TAREFA 1: Transcreva fielmente o segmento da reportagem sobre o Morro Bento que vai de "Com base nestas" a "nos forem traiçoeiros.".
TAREFA 2: Liste todos os nomes geográficos citados na reportagem sobre o Morro Bento: países, província, bairro e avenida.
TAREFA 3:
Com base na reportagem sobre o Morro Bento, responda:
(a) Que horário é indicado no início?
(b) Qual é a situação do acesso à rua do restaurante Nice?
(c) A que distância do restaurante Fininho a viatura para?

── TRECHO FORNECIDO

Avenida Pedro de Castro Van-Dúnem Loy, 23h00, bairro do Morro Bento. Restaurante Fininho, oposto à base central da Odebrecht, é a nossa referência. Ou seja, uma das poucas orientações indicadas pela fonte do Novo Jornal para se encontrar trabalhadoras do sexo provenientes da Namíbia e África do Sul. A outra seria a rua do restaurante Nice, no mesmo bairro, cujo acesso está temporariamente interditado.
Com base nestas coordenadas partimos ao encontro delas. Dados iniciais indicavam-nos a província do Cunene como porta de entrada para muitas delas, de onde partem em direcção à capital angolana. O
Ponto de encontro
No local. O ambiente é de relativa acalmia e só perturbado pelas sirenes dos batedores que acompanham o regresso das equipas de hóquei em patins, que disputam o campeonato do mundo, para os respectivos hotéis. A nossa viatura, não identificada, pára a uns 200 metros do referido restaurante. Mesmo à esquina da segunda travessa a seguir o restaurante Fininho vislumbram-se rostos femininos, mulheres com idades que rondam entre 20 e 30 anos, se os números e a suposição não nos forem traiçoeiros.

────
── DADOS FORNECIDOS

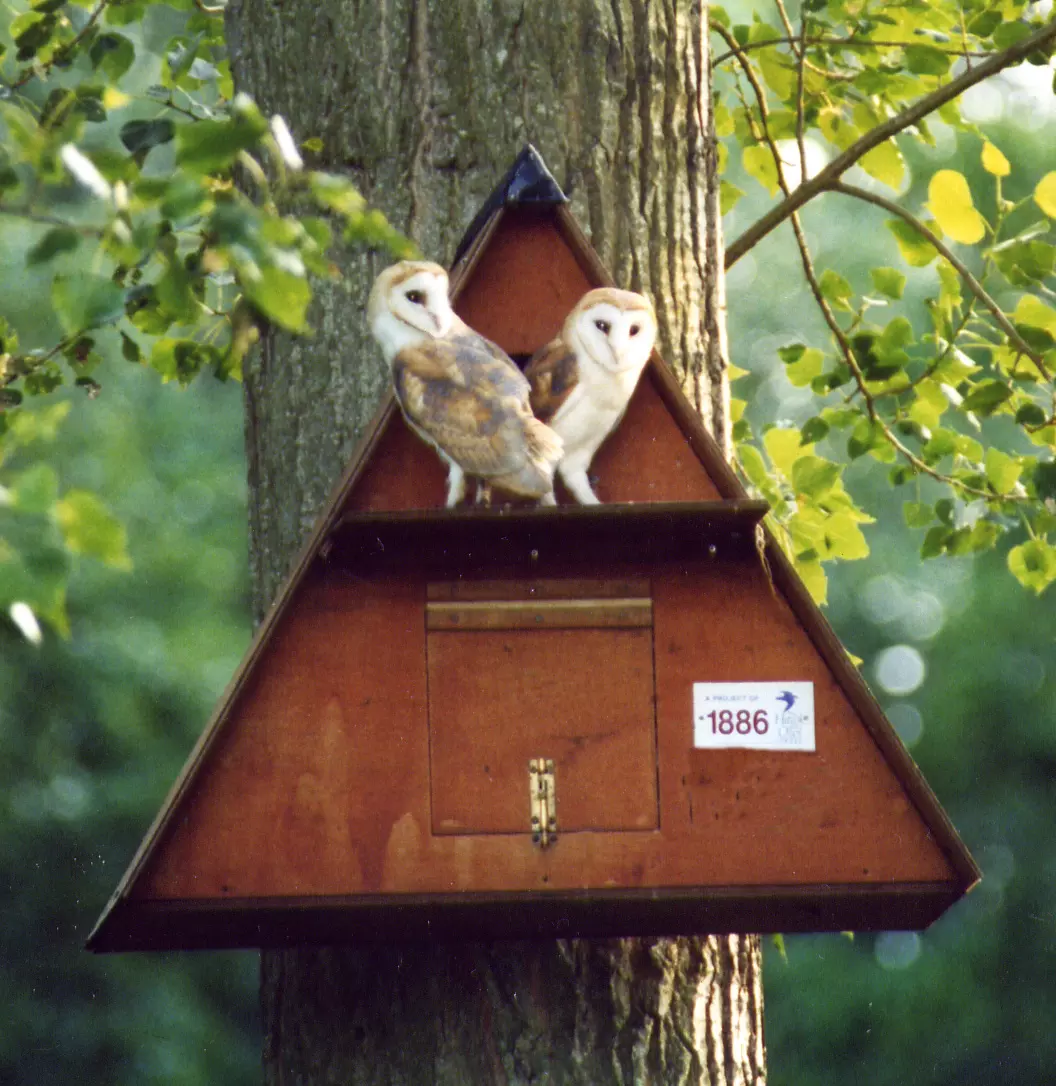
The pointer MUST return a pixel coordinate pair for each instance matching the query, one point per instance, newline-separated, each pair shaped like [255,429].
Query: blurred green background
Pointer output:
[95,729]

────

RESULTADO DO EXERCÍCIO 1:
Com base nestas coordenadas partimos ao encontro delas. Dados iniciais indicavam-nos a província do Cunene como porta de entrada para muitas delas, de onde partem em direcção à capital angolana. O
Ponto de encontro
No local. O ambiente é de relativa acalmia e só perturbado pelas sirenes dos batedores que acompanham o regresso das equipas de hóquei em patins, que disputam o campeonato do mundo, para os respectivos hotéis. A nossa viatura, não identificada, pára a uns 200 metros do referido restaurante. Mesmo à esquina da segunda travessa a seguir o restaurante Fininho vislumbram-se rostos femininos, mulheres com idades que rondam entre 20 e 30 anos, se os números e a suposição não nos forem traiçoeiros.

RESULTADO DO EXERCÍCIO 2:
Avenida Pedro de Castro Van-Dúnem Loy
Morro Bento
Namíbia
África do Sul
Cunene

RESULTADO DO EXERCÍCIO 3:
(a) 23h00.
(b) Está temporariamente interditado.
(c) A uns 200 metros.